** Opening Document segment block **

Regarding spending and quality changes, researchers found that before the ACO contract period, quarterly Medicare spending per beneficiary was similar in both the ACO and control groups. In 2012, the per-beneficiary spending in the ACO group decreased by $29.2 per quarter for an overall savings of 1.2 percent.
The researchers also noted that changes in total spending included estimated savings related to spending on acute inpatient care, hospital outpatient care, and post-acute care such as that provided in skilled nursing facilities. However, spending on outpatient care in office settings increased for the ACO group in 2012, "partially offsetting the lower spending on hospital outpatient care," they said.
Furthermore, regarding changes in performance on quality measures in the ACO group compared with the control group, study authors reported either
- small but significant improvements or
- no significant change.
Regarding performance differences, the authors found that ACOs with baseline spending above the local average showed greater estimated cost savings ($39.4 more per beneficiary per quarter) when compared with ACOs with baseline spending below the local average.
In addition, ACOs serving high-spending areas saw greater savings ($56.3 more per beneficiary per quarter) than ACOs serving low-spending areas.
When the researchers examined data from the 13 ACOs that quit the Pioneer program after 2012, they found that estimated savings in those ACOs were close to the savings in the 19 ACOs that remained in the program ($33.0 per beneficiary per quarter vs. $26.1 per beneficiary per quarter).
In total, authors calculated that when aggregated to the entire ACO population, total Medicare spending was about $118 million lower than expected, "a sum that falls between the actuarial calculation of $87 million by the CMS and an estimate of $147 million in a previous evaluation," wrote the authors.
Furthermore, "Our estimate exceeds the $76 million in bonuses paid by CMS to Pioneer ACOs by $42 million," they wrote.
The researchers noted that estimated savings were similar regardless of whether ACOs had financial integration between hospitals and physicians, and they suggested that provider consolidation of that sort "may not be necessary in order for ACOs to achieve lower spending in Medicare."
The authors suggested that the research could have important implications for payment policy in Medicare ACO programs.

** Closing Document segment block **
** Opening Provided records block **

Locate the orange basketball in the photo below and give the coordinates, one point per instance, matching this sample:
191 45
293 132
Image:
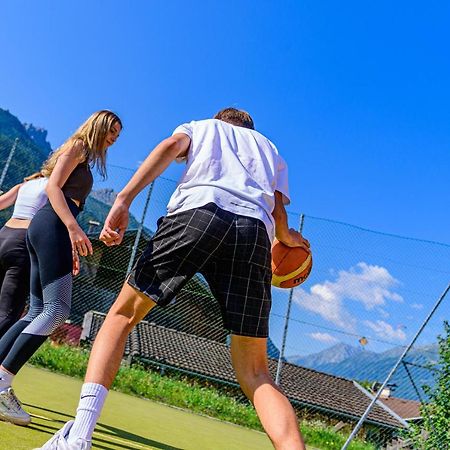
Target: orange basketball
290 265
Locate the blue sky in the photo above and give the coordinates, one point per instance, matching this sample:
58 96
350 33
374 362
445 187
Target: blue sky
354 94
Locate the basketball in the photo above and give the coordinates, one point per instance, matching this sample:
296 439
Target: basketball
290 265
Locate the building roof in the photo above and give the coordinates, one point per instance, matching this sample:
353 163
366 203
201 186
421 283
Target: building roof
308 388
406 409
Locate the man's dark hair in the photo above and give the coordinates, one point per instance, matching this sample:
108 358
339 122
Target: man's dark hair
236 117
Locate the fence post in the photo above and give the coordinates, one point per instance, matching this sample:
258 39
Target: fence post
393 370
286 323
140 227
8 162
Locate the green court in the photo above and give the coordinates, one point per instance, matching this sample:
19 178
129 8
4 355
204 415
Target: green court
126 423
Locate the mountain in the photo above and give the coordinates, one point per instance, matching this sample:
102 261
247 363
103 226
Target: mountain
333 355
357 364
31 150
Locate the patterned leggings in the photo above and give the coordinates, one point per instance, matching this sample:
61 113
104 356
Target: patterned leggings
51 288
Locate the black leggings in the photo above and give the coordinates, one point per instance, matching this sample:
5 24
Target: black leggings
51 288
14 276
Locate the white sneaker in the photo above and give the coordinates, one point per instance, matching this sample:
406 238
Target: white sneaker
11 409
59 441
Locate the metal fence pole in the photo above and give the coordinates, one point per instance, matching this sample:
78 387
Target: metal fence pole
286 323
140 227
391 373
8 162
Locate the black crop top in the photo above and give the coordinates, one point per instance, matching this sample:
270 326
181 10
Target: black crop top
79 184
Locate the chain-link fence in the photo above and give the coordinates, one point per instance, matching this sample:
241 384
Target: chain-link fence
333 340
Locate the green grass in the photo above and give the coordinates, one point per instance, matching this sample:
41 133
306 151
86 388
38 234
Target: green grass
126 423
183 392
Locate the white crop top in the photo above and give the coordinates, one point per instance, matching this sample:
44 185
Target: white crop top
30 198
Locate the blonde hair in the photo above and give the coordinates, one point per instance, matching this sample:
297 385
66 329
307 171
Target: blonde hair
92 134
33 176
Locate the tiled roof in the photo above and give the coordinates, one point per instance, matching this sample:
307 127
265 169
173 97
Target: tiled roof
406 409
316 390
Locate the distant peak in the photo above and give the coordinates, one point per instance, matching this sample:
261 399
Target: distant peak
38 135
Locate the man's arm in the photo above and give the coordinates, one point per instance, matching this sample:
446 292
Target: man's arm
283 233
154 165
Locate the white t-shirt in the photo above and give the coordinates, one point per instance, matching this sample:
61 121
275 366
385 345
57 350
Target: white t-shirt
30 198
236 168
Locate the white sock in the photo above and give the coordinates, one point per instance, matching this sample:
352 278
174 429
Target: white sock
5 379
92 398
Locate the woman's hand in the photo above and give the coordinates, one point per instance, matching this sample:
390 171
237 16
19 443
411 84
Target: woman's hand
115 224
76 263
80 242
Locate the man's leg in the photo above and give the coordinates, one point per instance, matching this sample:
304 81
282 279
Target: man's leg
130 308
249 358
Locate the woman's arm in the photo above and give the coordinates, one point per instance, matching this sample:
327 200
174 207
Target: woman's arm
9 198
65 165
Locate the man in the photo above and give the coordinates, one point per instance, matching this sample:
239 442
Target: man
221 220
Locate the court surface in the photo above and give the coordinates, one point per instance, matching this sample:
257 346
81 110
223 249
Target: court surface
126 422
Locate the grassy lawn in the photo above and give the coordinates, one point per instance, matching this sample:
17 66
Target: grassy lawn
188 395
126 423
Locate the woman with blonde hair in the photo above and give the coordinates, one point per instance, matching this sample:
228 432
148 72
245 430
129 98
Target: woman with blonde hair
27 197
53 238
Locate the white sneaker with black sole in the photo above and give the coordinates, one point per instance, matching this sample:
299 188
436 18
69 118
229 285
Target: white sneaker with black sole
59 441
11 409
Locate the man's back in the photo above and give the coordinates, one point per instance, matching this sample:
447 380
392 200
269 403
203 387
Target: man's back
236 168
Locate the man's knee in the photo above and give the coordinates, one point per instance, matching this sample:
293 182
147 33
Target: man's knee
130 307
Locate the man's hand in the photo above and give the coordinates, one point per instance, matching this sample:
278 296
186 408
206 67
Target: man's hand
115 224
293 239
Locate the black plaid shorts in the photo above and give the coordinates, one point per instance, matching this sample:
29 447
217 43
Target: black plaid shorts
231 251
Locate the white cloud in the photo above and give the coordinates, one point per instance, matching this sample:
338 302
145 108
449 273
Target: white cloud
385 330
324 337
367 284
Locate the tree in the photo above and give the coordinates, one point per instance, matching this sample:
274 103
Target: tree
434 432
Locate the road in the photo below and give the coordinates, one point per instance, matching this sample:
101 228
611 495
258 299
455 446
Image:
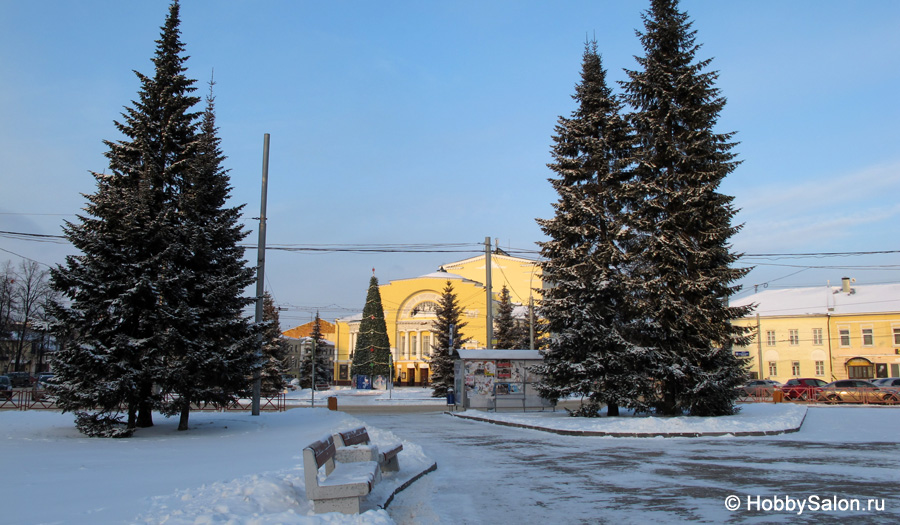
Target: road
492 474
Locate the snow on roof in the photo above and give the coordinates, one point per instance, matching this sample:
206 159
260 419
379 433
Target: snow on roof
500 354
821 300
441 275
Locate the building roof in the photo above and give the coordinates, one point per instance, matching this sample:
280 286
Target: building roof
305 330
499 354
822 300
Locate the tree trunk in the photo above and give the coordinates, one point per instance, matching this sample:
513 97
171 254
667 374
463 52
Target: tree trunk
145 409
185 414
132 416
668 406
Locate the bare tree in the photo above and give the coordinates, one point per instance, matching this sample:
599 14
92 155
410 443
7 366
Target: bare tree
30 293
7 279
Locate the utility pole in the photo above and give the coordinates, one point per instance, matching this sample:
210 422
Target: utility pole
260 274
531 322
312 376
489 300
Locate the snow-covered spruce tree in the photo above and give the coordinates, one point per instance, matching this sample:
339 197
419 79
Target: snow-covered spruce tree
126 240
448 326
274 349
524 331
505 328
682 274
585 307
211 345
372 355
324 372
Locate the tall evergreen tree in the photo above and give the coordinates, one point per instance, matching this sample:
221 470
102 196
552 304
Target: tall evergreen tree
116 286
448 338
274 349
323 373
584 261
211 345
534 323
505 328
372 355
682 274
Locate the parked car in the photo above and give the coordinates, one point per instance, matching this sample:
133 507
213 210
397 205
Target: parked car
20 379
759 388
891 384
802 388
39 389
5 387
855 391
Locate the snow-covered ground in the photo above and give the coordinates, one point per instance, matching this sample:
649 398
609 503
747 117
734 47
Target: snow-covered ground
236 468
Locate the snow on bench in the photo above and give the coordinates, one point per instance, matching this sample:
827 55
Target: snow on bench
343 484
354 445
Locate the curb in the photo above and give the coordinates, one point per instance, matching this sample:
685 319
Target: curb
409 482
592 433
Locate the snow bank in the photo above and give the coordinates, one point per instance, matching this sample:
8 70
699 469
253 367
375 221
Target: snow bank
751 420
229 468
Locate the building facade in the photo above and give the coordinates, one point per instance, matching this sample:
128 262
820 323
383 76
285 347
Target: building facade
830 332
410 306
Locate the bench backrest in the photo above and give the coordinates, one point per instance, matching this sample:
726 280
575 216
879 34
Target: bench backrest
356 436
323 453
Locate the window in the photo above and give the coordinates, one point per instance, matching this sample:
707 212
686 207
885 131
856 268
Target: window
845 336
860 372
817 336
868 337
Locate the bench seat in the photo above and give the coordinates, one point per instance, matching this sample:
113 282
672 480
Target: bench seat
343 484
354 445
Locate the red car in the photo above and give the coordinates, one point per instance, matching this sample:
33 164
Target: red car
802 389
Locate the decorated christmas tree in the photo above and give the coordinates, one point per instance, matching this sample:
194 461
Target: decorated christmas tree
372 354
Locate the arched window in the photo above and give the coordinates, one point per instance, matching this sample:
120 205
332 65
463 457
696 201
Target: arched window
424 309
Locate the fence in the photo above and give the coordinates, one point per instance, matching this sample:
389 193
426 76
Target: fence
830 396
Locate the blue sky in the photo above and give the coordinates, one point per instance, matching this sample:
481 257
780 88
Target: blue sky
398 122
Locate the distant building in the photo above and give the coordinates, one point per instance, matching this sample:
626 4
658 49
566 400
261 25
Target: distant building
410 304
299 347
829 332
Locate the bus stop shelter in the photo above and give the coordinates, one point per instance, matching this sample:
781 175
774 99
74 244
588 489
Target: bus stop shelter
498 380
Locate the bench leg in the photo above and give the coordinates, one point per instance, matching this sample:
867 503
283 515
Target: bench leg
344 505
391 465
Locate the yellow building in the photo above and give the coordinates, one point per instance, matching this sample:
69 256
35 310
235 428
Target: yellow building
828 332
410 305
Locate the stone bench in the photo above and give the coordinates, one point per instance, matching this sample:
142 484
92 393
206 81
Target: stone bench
343 485
354 445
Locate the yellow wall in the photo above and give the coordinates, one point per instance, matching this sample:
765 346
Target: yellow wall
884 346
521 276
806 354
409 319
830 353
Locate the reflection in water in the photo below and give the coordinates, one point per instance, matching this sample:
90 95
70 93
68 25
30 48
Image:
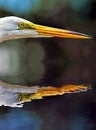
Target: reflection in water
16 95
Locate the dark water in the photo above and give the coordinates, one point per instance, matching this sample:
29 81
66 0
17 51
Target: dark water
37 63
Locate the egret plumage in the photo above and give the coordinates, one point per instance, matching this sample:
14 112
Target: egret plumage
14 28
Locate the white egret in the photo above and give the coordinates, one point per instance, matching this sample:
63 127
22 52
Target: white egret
14 28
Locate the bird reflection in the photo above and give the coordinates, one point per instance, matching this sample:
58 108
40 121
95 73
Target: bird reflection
16 95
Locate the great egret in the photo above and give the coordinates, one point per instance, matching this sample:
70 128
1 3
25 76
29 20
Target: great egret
14 28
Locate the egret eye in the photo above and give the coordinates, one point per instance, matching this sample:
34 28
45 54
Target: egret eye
21 24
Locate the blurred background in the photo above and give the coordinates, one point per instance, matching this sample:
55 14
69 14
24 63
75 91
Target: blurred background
53 62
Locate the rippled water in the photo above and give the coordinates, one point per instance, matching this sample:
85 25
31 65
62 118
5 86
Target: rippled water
47 67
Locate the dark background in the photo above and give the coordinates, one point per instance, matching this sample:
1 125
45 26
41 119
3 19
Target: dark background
54 62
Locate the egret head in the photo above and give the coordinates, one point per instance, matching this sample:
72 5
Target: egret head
14 28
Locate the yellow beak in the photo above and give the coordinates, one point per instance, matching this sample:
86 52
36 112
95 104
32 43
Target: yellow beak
55 32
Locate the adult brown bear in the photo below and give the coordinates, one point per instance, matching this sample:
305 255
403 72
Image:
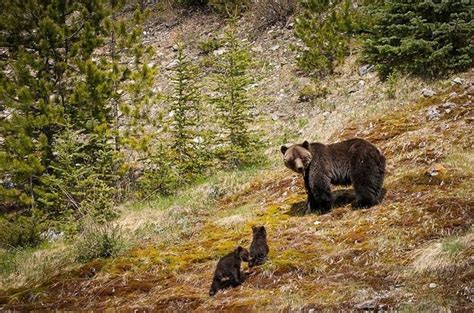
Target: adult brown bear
354 161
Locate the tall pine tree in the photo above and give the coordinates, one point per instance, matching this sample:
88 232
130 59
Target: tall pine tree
427 38
185 127
235 139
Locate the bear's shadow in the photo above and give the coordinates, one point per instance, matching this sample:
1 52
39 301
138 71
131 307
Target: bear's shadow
342 197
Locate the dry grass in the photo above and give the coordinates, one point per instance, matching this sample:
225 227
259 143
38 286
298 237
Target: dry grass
413 252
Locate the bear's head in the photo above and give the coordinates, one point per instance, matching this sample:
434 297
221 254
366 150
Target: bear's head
297 157
242 253
259 230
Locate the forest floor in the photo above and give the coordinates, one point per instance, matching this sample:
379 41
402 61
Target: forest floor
414 251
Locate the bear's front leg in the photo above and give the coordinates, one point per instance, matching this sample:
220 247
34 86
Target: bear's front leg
320 197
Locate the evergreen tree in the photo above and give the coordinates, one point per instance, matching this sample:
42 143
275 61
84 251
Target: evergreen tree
236 142
43 44
185 127
427 38
325 29
55 83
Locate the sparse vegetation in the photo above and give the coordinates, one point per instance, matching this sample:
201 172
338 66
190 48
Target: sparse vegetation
117 223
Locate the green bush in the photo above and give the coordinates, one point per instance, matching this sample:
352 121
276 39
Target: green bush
209 45
99 241
21 231
229 7
426 38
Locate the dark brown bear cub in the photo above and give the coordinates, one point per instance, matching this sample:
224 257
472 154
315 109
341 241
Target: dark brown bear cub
258 248
227 271
354 161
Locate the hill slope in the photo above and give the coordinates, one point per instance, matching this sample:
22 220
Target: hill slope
412 251
415 250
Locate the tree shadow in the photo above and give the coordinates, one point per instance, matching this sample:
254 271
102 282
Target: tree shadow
342 197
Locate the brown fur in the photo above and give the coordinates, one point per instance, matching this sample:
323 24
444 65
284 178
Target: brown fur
354 161
227 271
259 247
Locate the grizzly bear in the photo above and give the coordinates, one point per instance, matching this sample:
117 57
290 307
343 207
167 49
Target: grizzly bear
354 161
227 271
259 247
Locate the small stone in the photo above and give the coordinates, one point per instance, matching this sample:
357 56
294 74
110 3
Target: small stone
426 92
436 170
171 65
219 51
367 305
365 69
275 47
470 90
449 105
453 95
433 114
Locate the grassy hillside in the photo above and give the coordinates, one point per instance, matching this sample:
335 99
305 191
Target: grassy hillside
414 251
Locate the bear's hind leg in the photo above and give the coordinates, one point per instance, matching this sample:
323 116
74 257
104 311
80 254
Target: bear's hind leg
367 190
320 197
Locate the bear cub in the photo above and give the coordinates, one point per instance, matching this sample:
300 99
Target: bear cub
354 161
227 271
259 247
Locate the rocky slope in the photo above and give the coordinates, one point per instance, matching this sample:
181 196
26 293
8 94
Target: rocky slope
413 251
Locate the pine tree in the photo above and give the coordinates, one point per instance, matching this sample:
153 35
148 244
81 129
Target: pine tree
185 127
236 141
42 44
427 38
325 29
54 80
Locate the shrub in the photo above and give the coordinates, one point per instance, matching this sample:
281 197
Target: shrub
21 231
269 12
426 38
229 7
99 241
209 45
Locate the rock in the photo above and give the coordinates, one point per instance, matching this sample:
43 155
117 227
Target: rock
457 81
171 65
426 92
436 170
257 49
365 69
453 94
470 90
275 47
433 114
448 106
219 51
367 305
52 235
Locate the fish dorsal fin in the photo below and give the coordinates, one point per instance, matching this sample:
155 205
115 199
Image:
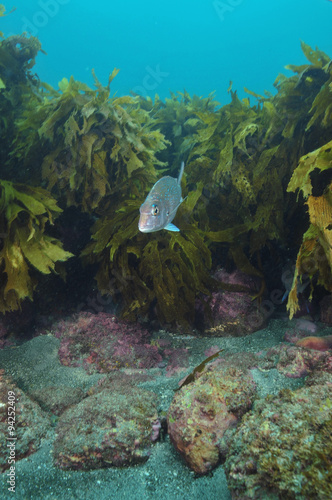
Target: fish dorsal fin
181 173
171 227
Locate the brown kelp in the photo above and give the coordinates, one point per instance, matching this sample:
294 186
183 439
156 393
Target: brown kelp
25 246
102 154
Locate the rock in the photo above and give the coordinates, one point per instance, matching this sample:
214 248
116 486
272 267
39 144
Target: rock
101 342
203 410
283 447
20 419
56 399
107 429
234 313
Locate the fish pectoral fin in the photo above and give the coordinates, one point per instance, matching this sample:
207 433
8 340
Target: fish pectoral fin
171 227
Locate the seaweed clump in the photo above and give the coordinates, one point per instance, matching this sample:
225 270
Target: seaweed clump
26 248
283 447
102 154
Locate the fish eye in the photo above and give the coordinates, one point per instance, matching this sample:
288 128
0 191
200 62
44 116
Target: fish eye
154 209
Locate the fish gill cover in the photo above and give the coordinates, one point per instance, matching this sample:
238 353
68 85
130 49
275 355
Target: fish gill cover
82 147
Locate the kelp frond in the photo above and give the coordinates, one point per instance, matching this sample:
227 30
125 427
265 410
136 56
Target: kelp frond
315 255
24 213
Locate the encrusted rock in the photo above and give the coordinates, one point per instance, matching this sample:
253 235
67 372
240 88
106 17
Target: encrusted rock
107 429
282 449
203 410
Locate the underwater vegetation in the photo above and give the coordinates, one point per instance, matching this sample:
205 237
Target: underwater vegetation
84 148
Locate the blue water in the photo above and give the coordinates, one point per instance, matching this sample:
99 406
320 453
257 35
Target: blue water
197 45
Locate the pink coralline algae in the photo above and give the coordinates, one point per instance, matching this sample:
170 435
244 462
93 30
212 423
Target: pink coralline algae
316 343
101 342
109 428
296 361
234 313
202 411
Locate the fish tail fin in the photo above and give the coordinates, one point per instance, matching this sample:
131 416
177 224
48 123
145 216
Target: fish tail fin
181 172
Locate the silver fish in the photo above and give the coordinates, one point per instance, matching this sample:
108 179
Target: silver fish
161 204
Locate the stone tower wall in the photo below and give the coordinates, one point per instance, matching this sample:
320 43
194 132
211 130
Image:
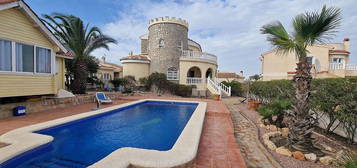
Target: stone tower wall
144 46
173 31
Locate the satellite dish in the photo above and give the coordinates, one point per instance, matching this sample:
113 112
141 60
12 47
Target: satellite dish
317 65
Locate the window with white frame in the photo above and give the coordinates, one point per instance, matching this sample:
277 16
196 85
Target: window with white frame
5 55
161 43
337 60
179 45
24 58
43 60
19 57
172 74
310 59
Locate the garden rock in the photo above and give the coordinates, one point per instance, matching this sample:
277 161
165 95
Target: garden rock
269 144
283 151
285 132
298 155
326 160
273 128
327 148
340 154
311 157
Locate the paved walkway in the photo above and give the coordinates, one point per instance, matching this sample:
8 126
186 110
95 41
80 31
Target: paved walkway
247 137
217 149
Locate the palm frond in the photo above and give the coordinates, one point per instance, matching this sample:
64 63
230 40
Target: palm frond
278 37
75 35
312 27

** Closing Provided records block **

▶ _Work task A_: Repeat the passage from the Medicare accountable care organization text word for word, starting at "In addition, ACOs" and ending at "wrote the authors.".
▶ _Work task B_: Finish out the next part of the text on Medicare accountable care organization spending and quality, picking up after its final sentence.

▶ _Exercise result A_:
In addition, ACOs serving high-spending areas saw greater savings ($56.3 more per beneficiary per quarter) than ACOs serving low-spending areas.
When the researchers examined data from the 13 ACOs that quit the Pioneer program after 2012, they found that estimated savings in those ACOs were close to the savings in the 19 ACOs that remained in the program ($33.0 per beneficiary per quarter vs. $26.1 per beneficiary per quarter).
In total, authors calculated that when aggregated to the entire ACO population, total Medicare spending was about $118 million lower than expected, "a sum that falls between the actuarial calculation of $87 million by the CMS and an estimate of $147 million in a previous evaluation," wrote the authors.

▶ _Exercise result B_:
For instance, because the authors found no link between estimated savings and continued participation in the Pioneer ACO, "Sustaining or expanding participation in a Pioneer-like ACO program will probably require greater and more reliable awards for ACOs that reduce spending than those currently in place."
They also suggested that analysts proposing changes to ACO payment rules "should consider lost savings from organizations that withdraw from the ACO programs in response to current incentives. Stronger incentives to participate in ACO programs would diminish the share of savings appropriated by Medicare for a given ACO but could lead to more ACOs generating savings," they said.
Lastly, the authors suggested a gradual lowering of benchmarks for high-spending ACOs compared with those for lower-spending ACOs.
"Constraining growth in benchmarks for ACOs with high spending could be important for establishing equitable benchmarks and fostering healthy competition among ACOs," they wrote.
Researchers listed several study limitations, including that their estimate of savings did not include CMS' costs to administer an ACO program or the costs incurred by ACOs to implement strategies to limit spending.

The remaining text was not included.